- Istruzioni dei compiti -
1. Riporta alla lettera il passo dell'articolo sulla bioplastica di bambù tra "Le plastiche rigide" e "difficili da rimpiazzare.", inclusi.
2. Riproduci senza modifiche le righe dell'elenco dall'inizio fino a quella che contiene "column 151, row 238", compresa quest'ultima.

- Pagina -
#####

Si tratta di una scoperta significativa, perché ad oggi le bioplastiche rigide rappresentano una delle sfide più complesse nella transizione verso materiali sostenibili. I biopolimeri attualmente presenti sul mercato sono infatti spesso meno robusti, difficili da lavorare e poco competitivi rispetto ai derivati del petrolio.
Bambù: un materiale forte, riciclabile e biodegradabile
Il processo sperimentato da Zhao parte da un elemento tanto semplice quanto promettente: il bambù, una pianta a crescita rapidissima e rinnovabile. La cellulosa viene prima scomposta utilizzando cloruro di zinco e un acido, per poi essere fatta reagire con etanolo: da questa trasformazione nasce una plastica rigida, modellabile con tecniche industriali comuni come lo stampaggio a iniezione.

I risultati sono sorprendenti: la nuova bioplastica mostra una resistenza paragonabile alle plastiche ingegneristiche impiegate nelle costruzioni e nei veicoli. Inoltre può essere completamente riciclata mantenendo fino al 90% delle prestazioni originarie. Sul fronte ambientale, i ricercatori affermano che si biodegrada in circa 50 giorni una volta interrata, riducendo drasticamente il suo impatto rispetto alle plastiche convenzionali che persistono per secoli.
Perché questa innovazione conta davvero?
Le plastiche rigide sono tra i rifiuti più inquinanti e difficili da gestire: non si degradano, si accumulano nelle discariche e spesso finiscono negli oceani, dove minacciano la fauna marina. Per questo sostituire anche solo una parte di questi materiali con bioplastiche funzionali potrebbe rappresentare un cambio di paradigma per l’economia circolare.

Resta un limite da considerare: la nuova bioplastica non è adatta agli usi più flessibili e non può competere, almeno per ora, con prodotti come polietilene e polipropilene, molto diffusi negli imballaggi. Ma secondo gli esperti, potrebbe comunque ridurre la dipendenza da alcune delle plastiche più difficili da rimpiazzare.
Dalla ricerca alla produzione: la sfida che resta
Per arrivare al mercato serviranno ulteriori investimenti e test su larga scala. La materia prima, però, è abbondante e sostenibile: il bambù cresce senza richiedere particolari risorse e oggi è utilizzato soprattutto in ambito artigianale. Una rivoluzione industriale basata su questo materiale potrebbe trasformare un’eccellenza naturale già conosciuta in molte culture asiatiche in una risorsa chiave per la decarbonizzazione del settore plastico.
Se confermata e sviluppata, questa tecnologia potrebbe aprire la strada a una nuova generazione di materiali: forti come le plastiche fossili, ma alleati della natura. Una soluzione che non sostituisce tutto, ma che potrebbe cambiare molto.

#####

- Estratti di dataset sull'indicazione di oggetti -

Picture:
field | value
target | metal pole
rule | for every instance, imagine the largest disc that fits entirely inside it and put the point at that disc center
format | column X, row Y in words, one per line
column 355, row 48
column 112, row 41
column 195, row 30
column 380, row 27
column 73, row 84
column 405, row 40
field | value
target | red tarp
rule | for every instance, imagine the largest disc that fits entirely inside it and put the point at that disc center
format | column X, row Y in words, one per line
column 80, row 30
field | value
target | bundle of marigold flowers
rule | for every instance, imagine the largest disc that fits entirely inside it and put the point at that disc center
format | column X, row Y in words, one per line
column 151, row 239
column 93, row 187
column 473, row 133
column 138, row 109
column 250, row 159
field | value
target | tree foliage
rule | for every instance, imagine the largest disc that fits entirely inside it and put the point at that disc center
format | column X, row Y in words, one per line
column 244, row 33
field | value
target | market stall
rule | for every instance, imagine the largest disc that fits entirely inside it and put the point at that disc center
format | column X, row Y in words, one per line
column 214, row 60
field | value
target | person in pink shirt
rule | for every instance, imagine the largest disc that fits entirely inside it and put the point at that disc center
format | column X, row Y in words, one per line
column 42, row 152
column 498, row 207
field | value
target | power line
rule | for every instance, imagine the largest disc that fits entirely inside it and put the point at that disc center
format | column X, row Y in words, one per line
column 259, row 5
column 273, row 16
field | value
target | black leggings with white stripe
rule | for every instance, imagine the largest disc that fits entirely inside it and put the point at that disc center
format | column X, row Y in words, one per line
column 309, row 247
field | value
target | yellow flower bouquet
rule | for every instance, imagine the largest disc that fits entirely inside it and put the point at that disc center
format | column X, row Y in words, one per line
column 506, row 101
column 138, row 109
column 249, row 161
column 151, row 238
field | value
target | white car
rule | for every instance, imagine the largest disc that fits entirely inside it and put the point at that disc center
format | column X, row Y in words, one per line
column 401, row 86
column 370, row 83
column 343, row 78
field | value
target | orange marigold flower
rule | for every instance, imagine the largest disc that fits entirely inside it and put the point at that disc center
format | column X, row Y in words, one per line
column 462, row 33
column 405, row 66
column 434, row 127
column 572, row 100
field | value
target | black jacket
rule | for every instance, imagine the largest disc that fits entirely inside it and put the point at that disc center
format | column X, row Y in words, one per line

#####

- Risultati in ordine -
1.
Le plastiche rigide sono tra i rifiuti più inquinanti e difficili da gestire: non si degradano, si accumulano nelle discariche e spesso finiscono negli oceani, dove minacciano la fauna marina. Per questo sostituire anche solo una parte di questi materiali con bioplastiche funzionali potrebbe rappresentare un cambio di paradigma per l’economia circolare.

Resta un limite da considerare: la nuova bioplastica non è adatta agli usi più flessibili e non può competere, almeno per ora, con prodotti come polietilene e polipropilene, molto diffusi negli imballaggi. Ma secondo gli esperti, potrebbe comunque ridurre la dipendenza da alcune delle plastiche più difficili da rimpiazzare.

2.
Picture:
field | value
target | metal pole
rule | for every instance, imagine the largest disc that fits entirely inside it and put the point at that disc center
format | column X, row Y in words, one per line
column 355, row 48
column 112, row 41
column 195, row 30
column 380, row 27
column 73, row 84
column 405, row 40
field | value
target | red tarp
rule | for every instance, imagine the largest disc that fits entirely inside it and put the point at that disc center
format | column X, row Y in words, one per line
column 80, row 30
field | value
target | bundle of marigold flowers
rule | for every instance, imagine the largest disc that fits entirely inside it and put the point at that disc center
format | column X, row Y in words, one per line
column 151, row 239
column 93, row 187
column 473, row 133
column 138, row 109
column 250, row 159
field | value
target | tree foliage
rule | for every instance, imagine the largest disc that fits entirely inside it and put the point at that disc center
format | column X, row Y in words, one per line
column 244, row 33
field | value
target | market stall
rule | for every instance, imagine the largest disc that fits entirely inside it and put the point at that disc center
format | column X, row Y in words, one per line
column 214, row 60
field | value
target | person in pink shirt
rule | for every instance, imagine the largest disc that fits entirely inside it and put the point at that disc center
format | column X, row Y in words, one per line
column 42, row 152
column 498, row 207
field | value
target | power line
rule | for every instance, imagine the largest disc that fits entirely inside it and put the point at that disc center
format | column X, row Y in words, one per line
column 259, row 5
column 273, row 16
field | value
target | black leggings with white stripe
rule | for every instance, imagine the largest disc that fits entirely inside it and put the point at that disc center
format | column X, row Y in words, one per line
column 309, row 247
field | value
target | yellow flower bouquet
rule | for every instance, imagine the largest disc that fits entirely inside it and put the point at that disc center
format | column X, row Y in words, one per line
column 506, row 101
column 138, row 109
column 249, row 161
column 151, row 238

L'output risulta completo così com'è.